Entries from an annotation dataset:
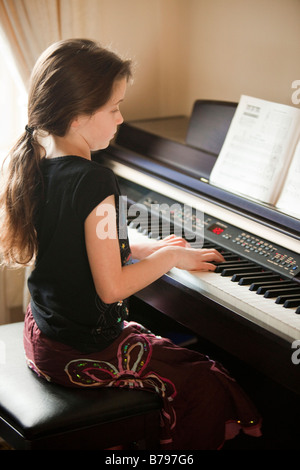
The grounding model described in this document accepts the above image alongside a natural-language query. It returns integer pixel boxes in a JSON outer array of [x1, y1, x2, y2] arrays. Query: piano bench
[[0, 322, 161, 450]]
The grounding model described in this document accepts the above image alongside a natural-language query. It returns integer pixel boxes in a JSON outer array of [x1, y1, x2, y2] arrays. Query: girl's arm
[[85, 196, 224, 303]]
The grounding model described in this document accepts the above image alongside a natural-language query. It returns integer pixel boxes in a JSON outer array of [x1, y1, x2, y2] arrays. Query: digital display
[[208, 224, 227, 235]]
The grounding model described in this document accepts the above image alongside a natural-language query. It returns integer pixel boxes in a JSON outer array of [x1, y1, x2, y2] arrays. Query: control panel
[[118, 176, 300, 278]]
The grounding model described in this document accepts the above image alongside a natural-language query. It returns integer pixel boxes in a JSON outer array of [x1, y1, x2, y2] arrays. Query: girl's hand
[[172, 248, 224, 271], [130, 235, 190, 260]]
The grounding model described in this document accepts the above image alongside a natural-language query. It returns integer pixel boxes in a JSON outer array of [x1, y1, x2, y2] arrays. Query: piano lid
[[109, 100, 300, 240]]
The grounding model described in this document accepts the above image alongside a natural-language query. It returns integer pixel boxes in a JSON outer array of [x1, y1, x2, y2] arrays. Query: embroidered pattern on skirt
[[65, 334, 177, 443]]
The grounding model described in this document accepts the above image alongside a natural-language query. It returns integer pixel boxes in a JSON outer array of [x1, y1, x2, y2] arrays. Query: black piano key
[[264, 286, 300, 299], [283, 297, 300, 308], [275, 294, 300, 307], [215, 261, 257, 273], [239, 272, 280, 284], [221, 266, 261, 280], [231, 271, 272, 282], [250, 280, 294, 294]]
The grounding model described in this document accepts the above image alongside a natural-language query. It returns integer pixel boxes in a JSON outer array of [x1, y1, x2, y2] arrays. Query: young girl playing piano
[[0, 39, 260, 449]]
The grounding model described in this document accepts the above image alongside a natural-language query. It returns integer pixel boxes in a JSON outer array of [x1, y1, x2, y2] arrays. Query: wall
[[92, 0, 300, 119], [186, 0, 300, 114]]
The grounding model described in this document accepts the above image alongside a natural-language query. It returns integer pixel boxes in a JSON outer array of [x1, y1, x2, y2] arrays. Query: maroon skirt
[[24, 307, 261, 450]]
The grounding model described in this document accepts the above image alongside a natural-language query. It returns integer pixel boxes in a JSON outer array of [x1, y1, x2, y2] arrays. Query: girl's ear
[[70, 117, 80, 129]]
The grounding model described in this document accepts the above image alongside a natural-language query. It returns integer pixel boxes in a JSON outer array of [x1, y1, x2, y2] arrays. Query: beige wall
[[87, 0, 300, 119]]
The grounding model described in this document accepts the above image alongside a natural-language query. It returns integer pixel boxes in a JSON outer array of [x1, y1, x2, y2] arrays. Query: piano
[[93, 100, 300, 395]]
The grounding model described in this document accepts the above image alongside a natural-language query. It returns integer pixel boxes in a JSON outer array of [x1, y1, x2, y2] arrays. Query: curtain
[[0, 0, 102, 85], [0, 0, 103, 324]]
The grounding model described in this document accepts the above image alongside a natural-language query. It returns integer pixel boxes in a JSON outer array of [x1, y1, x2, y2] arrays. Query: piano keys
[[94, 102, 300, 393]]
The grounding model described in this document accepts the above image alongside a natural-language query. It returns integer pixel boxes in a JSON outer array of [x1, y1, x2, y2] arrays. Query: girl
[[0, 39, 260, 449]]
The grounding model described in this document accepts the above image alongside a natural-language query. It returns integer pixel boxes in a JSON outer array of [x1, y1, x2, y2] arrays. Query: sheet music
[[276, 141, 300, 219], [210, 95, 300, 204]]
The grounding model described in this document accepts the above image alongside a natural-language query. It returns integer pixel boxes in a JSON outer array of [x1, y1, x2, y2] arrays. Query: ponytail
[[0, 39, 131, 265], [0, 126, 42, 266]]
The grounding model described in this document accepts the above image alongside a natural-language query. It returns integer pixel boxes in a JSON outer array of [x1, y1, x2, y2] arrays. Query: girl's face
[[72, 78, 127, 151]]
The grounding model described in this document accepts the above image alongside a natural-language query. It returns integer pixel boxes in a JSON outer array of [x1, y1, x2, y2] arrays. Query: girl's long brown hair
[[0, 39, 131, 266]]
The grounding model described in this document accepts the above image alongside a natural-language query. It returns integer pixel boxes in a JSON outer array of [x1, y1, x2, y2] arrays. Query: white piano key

(Instructions to follow): Please write out every line from the one containing "Query: piano keys" down to the one containing "[[276, 141, 300, 219], [210, 95, 300, 204]]", and add 86 to each bounding-box coordinate along the way.

(Answer for this exercise):
The grounding model described in this document accepts the above image alongside a natural-language query. It returns integer pixel boxes in a JSON outer array of [x1, y1, x2, y2] arrays. Query: piano keys
[[180, 188, 386, 479]]
The grounding model described in this document accepts the above image alongside a natural-language query. It returns integer pixel boxes in a JSON outer array of [x1, y1, x2, y2] arrays. Query: girl
[[86, 125, 346, 535]]
The grounding model described in this document accepts the above image alongside a natural-language query. It returns integer pixel boxes in a JSON outer array of [x1, y1, x2, y2] arrays. Query: sheet music
[[362, 227, 386, 305], [296, 181, 386, 290]]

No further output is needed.